## [Stated problem]
Report every line in the entries below that contains the word "stone", copying each line in full.
[Start]
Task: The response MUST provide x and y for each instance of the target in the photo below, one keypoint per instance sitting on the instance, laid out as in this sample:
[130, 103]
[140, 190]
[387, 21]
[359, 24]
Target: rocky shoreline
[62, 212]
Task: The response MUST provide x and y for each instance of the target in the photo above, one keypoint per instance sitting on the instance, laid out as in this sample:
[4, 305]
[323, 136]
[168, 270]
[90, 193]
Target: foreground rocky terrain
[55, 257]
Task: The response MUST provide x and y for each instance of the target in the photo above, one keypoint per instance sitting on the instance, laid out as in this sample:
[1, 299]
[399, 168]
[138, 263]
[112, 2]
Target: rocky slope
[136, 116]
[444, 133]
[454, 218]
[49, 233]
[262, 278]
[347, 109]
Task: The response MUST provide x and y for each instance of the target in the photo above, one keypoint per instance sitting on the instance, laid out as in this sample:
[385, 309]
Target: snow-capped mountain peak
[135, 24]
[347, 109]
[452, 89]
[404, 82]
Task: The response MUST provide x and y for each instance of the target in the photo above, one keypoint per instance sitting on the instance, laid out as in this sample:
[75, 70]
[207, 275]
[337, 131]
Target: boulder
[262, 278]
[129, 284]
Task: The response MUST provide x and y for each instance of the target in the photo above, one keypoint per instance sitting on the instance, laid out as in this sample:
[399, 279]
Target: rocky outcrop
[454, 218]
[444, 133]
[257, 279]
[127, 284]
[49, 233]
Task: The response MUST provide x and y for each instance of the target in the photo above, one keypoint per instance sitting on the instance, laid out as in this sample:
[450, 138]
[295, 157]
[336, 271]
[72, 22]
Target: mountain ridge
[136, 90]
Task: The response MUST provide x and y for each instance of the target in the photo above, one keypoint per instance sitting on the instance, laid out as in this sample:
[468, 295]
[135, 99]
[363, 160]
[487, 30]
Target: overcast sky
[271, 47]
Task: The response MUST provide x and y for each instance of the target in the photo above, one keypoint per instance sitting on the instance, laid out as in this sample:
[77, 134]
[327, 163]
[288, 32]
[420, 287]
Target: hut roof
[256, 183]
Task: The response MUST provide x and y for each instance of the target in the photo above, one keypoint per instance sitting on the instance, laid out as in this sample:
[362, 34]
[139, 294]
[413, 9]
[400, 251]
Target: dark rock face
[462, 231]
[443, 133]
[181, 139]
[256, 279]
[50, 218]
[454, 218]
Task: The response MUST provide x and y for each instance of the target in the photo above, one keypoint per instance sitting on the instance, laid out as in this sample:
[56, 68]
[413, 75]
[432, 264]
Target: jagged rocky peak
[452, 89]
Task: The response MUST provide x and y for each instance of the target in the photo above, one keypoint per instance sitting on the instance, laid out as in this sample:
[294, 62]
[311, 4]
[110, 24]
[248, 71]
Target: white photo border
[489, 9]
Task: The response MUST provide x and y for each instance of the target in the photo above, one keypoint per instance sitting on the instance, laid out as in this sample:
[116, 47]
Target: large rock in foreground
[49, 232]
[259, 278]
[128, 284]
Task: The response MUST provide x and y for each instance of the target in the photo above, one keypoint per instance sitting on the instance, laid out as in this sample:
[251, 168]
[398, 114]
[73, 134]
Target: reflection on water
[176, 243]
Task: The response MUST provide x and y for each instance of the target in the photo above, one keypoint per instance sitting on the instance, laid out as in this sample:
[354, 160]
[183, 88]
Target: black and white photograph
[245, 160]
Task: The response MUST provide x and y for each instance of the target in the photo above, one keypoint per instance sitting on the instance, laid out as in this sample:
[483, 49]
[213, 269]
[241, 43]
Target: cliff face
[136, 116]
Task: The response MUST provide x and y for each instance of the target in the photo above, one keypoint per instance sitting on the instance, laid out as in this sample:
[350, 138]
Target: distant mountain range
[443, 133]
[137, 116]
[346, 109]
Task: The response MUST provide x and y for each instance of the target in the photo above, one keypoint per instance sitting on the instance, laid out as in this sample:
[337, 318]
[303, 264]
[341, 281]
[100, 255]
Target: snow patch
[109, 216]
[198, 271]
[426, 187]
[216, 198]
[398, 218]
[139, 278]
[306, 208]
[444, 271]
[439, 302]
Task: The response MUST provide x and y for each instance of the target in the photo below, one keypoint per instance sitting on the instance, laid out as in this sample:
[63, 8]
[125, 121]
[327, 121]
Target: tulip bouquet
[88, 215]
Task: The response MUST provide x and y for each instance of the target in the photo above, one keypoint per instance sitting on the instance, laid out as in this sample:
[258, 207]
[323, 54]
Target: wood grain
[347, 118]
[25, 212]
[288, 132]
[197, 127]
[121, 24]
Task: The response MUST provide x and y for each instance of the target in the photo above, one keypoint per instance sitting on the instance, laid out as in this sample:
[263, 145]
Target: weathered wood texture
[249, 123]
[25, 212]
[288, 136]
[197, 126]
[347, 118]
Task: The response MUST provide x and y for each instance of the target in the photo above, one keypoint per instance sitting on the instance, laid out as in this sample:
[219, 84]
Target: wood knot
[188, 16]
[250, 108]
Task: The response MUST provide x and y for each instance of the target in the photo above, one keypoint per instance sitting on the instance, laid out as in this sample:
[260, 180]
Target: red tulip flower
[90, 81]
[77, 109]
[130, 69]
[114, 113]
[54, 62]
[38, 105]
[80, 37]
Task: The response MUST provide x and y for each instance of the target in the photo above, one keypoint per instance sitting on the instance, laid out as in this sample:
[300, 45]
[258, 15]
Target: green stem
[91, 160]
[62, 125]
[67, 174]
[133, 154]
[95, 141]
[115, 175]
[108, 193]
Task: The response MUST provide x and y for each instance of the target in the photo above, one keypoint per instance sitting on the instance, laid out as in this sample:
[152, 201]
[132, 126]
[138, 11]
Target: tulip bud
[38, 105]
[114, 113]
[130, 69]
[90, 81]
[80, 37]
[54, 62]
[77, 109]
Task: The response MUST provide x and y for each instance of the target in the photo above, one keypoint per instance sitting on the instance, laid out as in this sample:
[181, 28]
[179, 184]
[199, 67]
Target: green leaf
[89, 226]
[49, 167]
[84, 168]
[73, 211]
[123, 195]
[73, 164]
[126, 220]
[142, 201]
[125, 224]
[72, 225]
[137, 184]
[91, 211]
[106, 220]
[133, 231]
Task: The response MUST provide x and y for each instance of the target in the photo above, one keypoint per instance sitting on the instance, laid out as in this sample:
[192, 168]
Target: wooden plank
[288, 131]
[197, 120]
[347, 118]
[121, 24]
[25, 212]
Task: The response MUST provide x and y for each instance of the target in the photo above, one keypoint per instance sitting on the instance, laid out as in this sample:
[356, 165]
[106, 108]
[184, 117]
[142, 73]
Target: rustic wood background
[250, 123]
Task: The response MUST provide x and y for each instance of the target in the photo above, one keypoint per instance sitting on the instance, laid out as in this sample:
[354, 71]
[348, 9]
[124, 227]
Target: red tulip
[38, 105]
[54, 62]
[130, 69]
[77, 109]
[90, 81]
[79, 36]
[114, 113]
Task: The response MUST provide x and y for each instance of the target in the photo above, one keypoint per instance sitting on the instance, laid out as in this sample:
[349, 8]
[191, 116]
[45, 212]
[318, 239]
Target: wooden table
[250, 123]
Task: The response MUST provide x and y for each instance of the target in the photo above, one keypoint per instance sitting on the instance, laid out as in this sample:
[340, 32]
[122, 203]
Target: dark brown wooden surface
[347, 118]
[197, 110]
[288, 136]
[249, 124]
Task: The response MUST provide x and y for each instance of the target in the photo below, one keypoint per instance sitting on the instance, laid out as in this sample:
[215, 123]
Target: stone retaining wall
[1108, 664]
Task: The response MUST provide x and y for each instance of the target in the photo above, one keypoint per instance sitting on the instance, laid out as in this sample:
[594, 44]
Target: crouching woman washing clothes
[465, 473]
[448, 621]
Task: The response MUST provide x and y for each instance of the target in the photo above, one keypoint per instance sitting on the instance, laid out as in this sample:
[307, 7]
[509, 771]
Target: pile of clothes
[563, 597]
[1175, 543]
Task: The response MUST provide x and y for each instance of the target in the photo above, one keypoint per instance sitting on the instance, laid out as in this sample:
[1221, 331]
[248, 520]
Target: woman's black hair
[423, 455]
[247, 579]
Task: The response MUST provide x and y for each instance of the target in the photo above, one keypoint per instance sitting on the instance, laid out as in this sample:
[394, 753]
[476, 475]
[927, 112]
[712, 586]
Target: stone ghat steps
[End]
## [Finished exercise]
Target: stone retaining wall
Target: stone ghat steps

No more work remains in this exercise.